À FAIRE: Présentez sous forme de liste numérotée les lignes qui vont de celle contenant "Give bounding boxes for each strip" jusqu'à celle contenant "[259,125,396,142]", ces deux lignes comprises, en omettant les lignes vides.

EXTRAITS DE DONNÉES:
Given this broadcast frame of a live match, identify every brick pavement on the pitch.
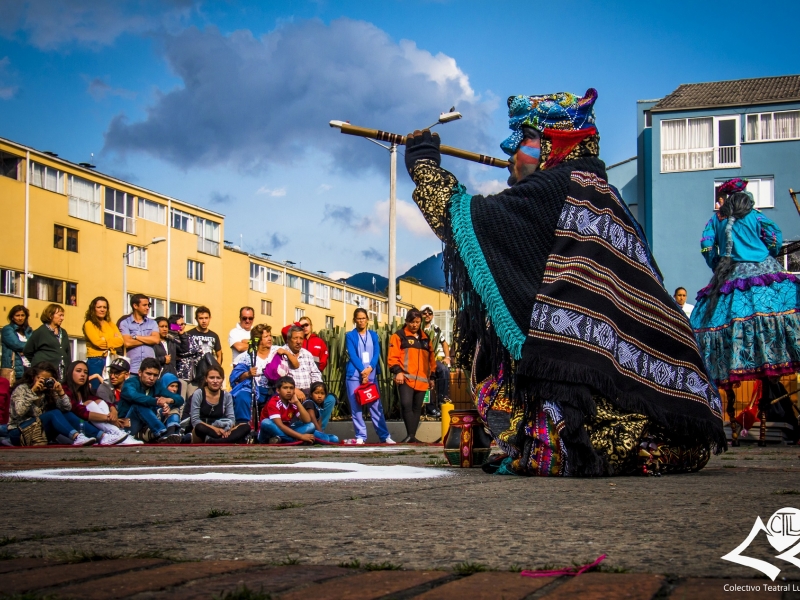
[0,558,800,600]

--

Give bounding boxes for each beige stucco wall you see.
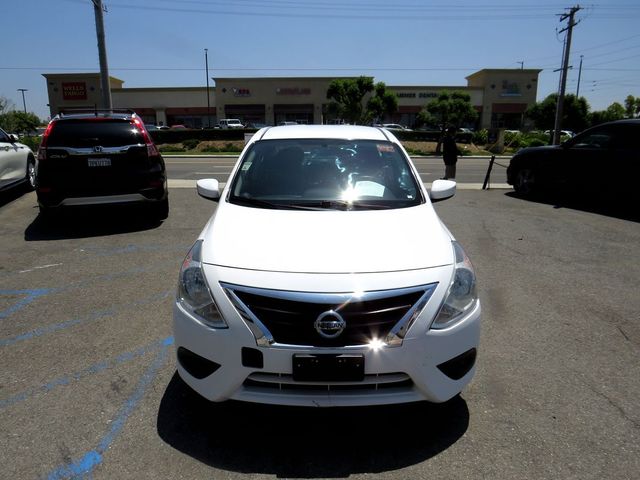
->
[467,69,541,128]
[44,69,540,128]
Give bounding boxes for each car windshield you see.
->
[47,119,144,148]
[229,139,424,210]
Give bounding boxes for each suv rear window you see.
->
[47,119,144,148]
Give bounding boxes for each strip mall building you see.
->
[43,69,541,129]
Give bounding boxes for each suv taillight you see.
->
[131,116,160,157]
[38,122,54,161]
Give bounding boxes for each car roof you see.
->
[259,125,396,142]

==

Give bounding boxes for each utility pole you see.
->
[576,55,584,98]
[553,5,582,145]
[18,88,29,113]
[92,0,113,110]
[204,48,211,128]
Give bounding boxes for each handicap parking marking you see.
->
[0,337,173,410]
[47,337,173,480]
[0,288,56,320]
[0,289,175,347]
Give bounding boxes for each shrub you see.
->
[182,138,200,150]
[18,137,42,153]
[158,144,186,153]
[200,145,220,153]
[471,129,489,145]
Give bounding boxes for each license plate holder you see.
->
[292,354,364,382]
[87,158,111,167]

SOLUTION:
1. Give bounding boxes for each strip mall building you see.
2. ->
3. [43,69,541,129]
4. Give bounding boxes for each suv taillight you see.
5. ->
6. [131,116,160,157]
7. [38,122,54,161]
8. Give bounding boxes for each car roof you see.
9. ->
10. [259,125,396,142]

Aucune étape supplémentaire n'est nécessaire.